- THE PROBLEM
Reproduce every line of the records below word for word, but leave out the pictures.

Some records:
---
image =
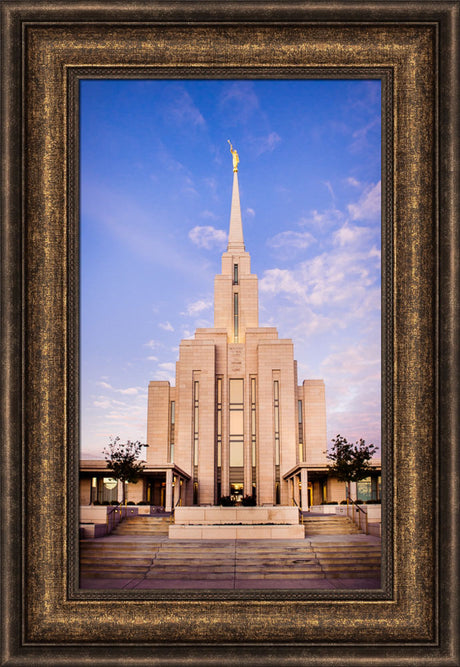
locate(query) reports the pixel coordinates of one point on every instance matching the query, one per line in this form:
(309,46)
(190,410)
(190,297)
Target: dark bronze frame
(46,47)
---
- EXERCISE RESPONSE
image =
locate(query) reports the pixel coordinates of one point on every instance matching the query, one per line in this form:
(309,46)
(190,410)
(190,297)
Target: dark bronze frame
(46,47)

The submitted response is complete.